DIRECTION = In the listing below, locate the line containing "on the brown"; reproduce that line and all lines that follow it, unchanged.

[Rows from a dataset]
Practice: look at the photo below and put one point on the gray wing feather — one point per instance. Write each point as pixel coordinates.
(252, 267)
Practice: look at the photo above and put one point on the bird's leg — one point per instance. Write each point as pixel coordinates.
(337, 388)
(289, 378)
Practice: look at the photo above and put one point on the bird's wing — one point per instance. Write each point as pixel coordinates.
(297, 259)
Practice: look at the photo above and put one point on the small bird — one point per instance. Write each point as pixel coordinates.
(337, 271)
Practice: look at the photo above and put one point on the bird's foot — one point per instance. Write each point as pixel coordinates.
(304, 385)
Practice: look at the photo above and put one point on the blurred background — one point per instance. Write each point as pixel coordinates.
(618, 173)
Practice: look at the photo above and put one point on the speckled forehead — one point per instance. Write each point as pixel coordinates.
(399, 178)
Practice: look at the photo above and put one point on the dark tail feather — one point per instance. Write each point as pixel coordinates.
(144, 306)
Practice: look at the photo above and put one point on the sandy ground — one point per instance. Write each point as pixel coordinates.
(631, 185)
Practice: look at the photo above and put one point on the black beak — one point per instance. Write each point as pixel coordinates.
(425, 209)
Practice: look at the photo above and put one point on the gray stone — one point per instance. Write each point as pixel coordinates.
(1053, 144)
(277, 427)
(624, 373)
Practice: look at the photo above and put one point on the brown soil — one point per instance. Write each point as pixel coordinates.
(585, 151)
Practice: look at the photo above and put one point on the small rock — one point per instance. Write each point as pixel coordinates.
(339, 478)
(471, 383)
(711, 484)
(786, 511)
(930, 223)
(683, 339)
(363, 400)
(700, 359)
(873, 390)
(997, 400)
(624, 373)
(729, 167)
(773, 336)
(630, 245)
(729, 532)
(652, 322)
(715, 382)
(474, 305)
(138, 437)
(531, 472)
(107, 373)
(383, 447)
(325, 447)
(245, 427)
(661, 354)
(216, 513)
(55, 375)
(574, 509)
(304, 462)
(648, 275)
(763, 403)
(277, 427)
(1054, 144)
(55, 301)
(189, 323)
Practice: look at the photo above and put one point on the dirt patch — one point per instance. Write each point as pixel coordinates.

SOLUTION TO THIS TASK =
Practice: look at the photo above and put one point on the brown soil — one point per instance. Write each point as pixel coordinates.
(585, 151)
Practice: look at the photo above and put one point on the small rock — one point per instance. Write each point as pixel coordinates.
(339, 478)
(471, 383)
(711, 484)
(786, 511)
(930, 223)
(683, 339)
(363, 400)
(700, 359)
(873, 390)
(997, 400)
(624, 373)
(729, 167)
(773, 336)
(630, 245)
(729, 532)
(652, 322)
(715, 382)
(474, 305)
(138, 437)
(531, 472)
(107, 373)
(383, 447)
(325, 447)
(245, 427)
(661, 354)
(216, 513)
(55, 375)
(574, 509)
(304, 462)
(648, 275)
(763, 403)
(277, 427)
(1054, 144)
(55, 301)
(189, 323)
Practice: look at the photo above and put one point on the dirt patch — one point per instance. Write each point as pixel coordinates.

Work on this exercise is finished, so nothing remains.